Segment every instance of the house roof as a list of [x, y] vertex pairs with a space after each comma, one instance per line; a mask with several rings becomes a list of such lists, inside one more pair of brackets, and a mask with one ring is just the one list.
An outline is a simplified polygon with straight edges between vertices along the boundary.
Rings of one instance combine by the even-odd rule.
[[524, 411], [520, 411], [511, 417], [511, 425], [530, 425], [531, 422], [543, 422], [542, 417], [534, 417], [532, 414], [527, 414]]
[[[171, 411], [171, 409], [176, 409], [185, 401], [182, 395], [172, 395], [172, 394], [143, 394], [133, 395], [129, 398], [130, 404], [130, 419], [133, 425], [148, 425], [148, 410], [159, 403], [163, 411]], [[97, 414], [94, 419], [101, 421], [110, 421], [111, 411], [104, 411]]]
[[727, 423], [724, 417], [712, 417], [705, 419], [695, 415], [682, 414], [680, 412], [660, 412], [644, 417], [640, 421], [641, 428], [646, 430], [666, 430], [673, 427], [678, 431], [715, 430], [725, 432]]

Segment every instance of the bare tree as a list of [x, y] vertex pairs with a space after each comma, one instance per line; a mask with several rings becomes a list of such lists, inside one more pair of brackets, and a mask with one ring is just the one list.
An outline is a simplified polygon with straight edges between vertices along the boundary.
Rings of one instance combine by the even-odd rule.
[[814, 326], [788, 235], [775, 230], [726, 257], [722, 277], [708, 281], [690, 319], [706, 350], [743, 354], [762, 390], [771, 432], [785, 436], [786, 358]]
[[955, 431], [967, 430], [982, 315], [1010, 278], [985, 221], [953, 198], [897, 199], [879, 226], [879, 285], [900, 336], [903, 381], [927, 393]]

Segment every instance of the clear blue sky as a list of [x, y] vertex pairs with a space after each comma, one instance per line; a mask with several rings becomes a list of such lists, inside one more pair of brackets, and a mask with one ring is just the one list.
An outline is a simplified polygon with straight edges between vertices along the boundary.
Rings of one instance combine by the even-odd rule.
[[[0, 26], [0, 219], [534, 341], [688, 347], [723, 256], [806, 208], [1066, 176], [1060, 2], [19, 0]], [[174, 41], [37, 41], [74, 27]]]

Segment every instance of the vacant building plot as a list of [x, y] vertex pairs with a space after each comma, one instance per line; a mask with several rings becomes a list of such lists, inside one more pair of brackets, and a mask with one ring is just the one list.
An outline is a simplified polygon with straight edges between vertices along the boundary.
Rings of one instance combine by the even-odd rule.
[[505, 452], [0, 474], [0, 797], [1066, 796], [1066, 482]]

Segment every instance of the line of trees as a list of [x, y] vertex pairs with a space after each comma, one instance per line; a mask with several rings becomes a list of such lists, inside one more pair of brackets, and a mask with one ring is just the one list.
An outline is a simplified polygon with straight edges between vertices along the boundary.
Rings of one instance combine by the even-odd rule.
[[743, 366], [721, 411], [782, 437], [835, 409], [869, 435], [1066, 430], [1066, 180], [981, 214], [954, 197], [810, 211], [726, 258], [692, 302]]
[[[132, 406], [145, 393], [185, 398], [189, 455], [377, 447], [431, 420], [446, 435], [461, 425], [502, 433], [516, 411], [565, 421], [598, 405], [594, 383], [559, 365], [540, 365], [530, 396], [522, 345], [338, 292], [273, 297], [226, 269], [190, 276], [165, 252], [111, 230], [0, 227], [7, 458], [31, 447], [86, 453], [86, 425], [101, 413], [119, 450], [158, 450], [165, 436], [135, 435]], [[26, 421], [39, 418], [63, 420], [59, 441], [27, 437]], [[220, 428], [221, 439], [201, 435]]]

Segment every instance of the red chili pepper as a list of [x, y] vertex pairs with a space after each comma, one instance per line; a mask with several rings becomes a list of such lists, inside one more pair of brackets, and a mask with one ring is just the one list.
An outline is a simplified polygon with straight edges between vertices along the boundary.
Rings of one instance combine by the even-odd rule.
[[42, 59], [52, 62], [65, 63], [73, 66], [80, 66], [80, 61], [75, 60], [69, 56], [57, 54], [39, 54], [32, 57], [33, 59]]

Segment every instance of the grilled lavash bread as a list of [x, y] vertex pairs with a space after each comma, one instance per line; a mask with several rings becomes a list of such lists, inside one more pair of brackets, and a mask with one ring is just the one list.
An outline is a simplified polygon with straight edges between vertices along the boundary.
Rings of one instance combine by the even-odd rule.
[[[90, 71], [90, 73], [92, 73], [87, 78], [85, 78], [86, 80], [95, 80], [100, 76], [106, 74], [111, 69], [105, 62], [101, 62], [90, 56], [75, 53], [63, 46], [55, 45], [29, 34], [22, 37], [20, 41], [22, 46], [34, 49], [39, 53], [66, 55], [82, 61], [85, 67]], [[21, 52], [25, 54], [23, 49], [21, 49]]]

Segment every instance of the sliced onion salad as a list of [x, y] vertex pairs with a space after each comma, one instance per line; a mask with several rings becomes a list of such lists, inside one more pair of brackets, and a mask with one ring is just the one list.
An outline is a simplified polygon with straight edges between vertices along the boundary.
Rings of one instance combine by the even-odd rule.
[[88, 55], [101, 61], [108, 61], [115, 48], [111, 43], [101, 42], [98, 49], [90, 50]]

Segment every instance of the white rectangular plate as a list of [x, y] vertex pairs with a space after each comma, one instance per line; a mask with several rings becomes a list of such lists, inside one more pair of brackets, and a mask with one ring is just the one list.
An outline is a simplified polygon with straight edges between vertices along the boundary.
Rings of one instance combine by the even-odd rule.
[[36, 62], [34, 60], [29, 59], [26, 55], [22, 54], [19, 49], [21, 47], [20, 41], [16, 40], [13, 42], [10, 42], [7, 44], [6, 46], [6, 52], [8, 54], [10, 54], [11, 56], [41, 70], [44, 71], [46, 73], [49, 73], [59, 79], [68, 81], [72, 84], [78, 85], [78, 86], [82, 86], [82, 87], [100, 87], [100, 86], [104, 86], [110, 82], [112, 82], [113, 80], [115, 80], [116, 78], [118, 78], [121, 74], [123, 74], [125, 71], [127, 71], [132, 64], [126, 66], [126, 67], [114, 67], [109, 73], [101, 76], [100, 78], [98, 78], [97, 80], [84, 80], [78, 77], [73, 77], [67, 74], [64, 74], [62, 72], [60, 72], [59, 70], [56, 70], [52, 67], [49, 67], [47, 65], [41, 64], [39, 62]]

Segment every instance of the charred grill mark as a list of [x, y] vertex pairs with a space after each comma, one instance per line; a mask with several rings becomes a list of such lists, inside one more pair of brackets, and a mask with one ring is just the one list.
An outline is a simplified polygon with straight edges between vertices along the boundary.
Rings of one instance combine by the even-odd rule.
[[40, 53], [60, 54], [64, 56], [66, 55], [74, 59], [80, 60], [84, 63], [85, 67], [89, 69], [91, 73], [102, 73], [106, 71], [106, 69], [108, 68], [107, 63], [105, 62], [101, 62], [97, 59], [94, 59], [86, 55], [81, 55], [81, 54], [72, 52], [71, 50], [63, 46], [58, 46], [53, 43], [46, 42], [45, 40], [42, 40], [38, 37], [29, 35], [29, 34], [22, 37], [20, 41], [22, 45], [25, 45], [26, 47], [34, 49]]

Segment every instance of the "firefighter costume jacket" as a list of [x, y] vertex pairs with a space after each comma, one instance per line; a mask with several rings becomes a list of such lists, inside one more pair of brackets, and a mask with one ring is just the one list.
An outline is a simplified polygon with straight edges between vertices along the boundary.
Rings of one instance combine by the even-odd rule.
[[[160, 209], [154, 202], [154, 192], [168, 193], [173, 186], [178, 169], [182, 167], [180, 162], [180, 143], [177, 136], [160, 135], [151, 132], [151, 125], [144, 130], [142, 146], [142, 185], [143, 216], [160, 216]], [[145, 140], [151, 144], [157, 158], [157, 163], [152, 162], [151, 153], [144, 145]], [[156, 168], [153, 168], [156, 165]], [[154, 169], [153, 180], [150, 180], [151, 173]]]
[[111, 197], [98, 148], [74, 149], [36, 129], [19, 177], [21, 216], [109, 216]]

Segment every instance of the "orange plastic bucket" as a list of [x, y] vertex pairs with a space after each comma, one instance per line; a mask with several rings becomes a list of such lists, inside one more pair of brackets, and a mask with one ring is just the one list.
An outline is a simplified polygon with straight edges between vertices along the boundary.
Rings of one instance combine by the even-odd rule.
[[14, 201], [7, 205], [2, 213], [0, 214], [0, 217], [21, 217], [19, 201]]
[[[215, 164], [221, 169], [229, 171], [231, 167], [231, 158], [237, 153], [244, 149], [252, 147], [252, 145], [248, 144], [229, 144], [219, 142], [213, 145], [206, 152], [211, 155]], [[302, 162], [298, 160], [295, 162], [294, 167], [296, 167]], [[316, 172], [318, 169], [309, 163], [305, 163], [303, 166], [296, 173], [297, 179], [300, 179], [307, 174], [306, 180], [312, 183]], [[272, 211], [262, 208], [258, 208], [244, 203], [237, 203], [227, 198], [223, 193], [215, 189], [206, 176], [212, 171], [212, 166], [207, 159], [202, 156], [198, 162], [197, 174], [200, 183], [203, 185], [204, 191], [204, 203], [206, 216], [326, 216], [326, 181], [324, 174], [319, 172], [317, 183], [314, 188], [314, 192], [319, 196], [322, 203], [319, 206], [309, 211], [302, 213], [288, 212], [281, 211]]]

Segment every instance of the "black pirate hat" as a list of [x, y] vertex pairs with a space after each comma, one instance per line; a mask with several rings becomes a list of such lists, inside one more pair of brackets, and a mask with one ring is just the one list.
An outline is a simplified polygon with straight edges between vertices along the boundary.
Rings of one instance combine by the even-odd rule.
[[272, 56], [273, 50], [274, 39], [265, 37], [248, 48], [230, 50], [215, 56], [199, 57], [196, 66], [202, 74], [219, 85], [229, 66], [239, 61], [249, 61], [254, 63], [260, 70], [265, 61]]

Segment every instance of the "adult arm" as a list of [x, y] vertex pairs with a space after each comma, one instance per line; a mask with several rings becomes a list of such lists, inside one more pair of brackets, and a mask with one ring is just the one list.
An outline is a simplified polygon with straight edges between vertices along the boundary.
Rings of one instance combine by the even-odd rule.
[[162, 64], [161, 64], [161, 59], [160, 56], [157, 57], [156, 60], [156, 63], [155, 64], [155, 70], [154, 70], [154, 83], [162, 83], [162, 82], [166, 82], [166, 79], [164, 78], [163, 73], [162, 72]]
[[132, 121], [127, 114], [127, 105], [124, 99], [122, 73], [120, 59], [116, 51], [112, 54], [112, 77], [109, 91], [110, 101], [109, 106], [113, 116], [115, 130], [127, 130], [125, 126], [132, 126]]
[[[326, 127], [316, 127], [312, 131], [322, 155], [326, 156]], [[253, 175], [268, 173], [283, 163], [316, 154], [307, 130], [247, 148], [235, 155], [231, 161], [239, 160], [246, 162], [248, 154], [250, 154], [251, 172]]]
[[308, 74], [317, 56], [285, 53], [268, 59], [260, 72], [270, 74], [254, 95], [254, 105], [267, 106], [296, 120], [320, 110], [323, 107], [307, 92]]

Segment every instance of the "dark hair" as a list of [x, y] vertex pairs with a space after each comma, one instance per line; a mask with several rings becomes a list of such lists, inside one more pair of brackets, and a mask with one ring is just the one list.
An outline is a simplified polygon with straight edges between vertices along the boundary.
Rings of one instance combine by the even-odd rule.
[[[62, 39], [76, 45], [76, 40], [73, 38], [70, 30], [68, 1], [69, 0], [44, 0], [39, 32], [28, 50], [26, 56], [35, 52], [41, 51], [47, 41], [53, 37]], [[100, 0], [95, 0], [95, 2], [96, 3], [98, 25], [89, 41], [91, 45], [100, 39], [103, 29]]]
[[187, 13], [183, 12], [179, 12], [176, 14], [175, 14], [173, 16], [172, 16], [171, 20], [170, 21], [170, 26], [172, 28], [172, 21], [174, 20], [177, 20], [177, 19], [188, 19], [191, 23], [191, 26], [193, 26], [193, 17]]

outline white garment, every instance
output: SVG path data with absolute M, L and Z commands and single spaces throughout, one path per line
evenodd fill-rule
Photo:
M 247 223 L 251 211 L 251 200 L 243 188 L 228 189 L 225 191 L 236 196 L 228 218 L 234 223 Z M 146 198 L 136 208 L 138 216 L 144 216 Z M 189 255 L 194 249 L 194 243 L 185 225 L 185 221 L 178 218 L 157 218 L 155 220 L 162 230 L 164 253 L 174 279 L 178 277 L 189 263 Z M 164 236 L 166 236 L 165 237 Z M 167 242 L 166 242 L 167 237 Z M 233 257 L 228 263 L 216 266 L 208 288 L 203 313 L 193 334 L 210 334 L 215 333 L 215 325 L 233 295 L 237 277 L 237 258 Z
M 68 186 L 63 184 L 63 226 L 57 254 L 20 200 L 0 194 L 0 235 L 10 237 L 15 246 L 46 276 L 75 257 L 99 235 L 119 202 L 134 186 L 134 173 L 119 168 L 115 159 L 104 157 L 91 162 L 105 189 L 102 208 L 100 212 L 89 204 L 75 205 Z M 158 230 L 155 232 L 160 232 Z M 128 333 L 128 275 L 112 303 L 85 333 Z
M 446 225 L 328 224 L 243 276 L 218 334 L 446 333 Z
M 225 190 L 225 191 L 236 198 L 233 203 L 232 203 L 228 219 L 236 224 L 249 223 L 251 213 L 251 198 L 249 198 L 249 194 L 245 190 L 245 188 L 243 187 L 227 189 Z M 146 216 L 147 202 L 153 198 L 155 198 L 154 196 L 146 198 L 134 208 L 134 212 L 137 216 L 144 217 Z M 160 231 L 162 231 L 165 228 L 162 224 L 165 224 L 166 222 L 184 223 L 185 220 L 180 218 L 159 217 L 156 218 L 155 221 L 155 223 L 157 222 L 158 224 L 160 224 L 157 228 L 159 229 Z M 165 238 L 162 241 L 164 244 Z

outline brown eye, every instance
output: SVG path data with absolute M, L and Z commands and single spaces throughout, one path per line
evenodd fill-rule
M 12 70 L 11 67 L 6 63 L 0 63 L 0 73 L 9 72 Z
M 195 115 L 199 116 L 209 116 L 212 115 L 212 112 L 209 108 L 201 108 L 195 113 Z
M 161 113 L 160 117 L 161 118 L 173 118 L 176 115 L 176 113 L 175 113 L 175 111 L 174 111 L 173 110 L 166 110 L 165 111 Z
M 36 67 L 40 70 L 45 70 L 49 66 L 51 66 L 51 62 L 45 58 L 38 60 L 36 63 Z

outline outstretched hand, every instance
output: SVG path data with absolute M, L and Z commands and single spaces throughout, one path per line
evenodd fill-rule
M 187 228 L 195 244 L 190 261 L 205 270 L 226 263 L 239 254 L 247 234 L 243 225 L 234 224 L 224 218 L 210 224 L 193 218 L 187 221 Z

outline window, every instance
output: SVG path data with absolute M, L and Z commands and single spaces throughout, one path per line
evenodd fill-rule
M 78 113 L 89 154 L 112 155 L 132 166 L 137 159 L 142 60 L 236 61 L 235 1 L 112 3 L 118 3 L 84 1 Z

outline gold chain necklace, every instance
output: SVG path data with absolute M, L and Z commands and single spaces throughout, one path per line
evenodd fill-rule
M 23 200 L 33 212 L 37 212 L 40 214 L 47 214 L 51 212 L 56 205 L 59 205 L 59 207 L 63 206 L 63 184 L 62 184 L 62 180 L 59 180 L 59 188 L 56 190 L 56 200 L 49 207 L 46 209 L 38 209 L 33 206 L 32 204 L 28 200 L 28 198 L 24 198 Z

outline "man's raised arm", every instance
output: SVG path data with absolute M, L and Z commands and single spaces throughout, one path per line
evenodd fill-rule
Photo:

Written exercise
Rewrite the lines from the one containing "outline gold chain necklace, every instance" through the end of the records, replacing "fill-rule" with "fill rule" and leaving everything else unchanged. Give only those lines.

Solution
outline gold chain necklace, every instance
output: SVG path data with absolute M, L and Z commands and single spaces throughout, one path per line
evenodd fill rule
M 23 200 L 33 212 L 37 212 L 40 214 L 47 214 L 51 212 L 56 205 L 59 205 L 59 207 L 63 206 L 63 184 L 62 184 L 62 180 L 59 180 L 59 188 L 56 190 L 56 200 L 49 207 L 46 209 L 38 209 L 33 206 L 32 204 L 28 200 L 28 198 L 24 198 Z

outline "man's raised arm", every instance
output: SVG path data with absolute M, L and Z commands and single spaces throughout, one path per line
evenodd fill rule
Photo:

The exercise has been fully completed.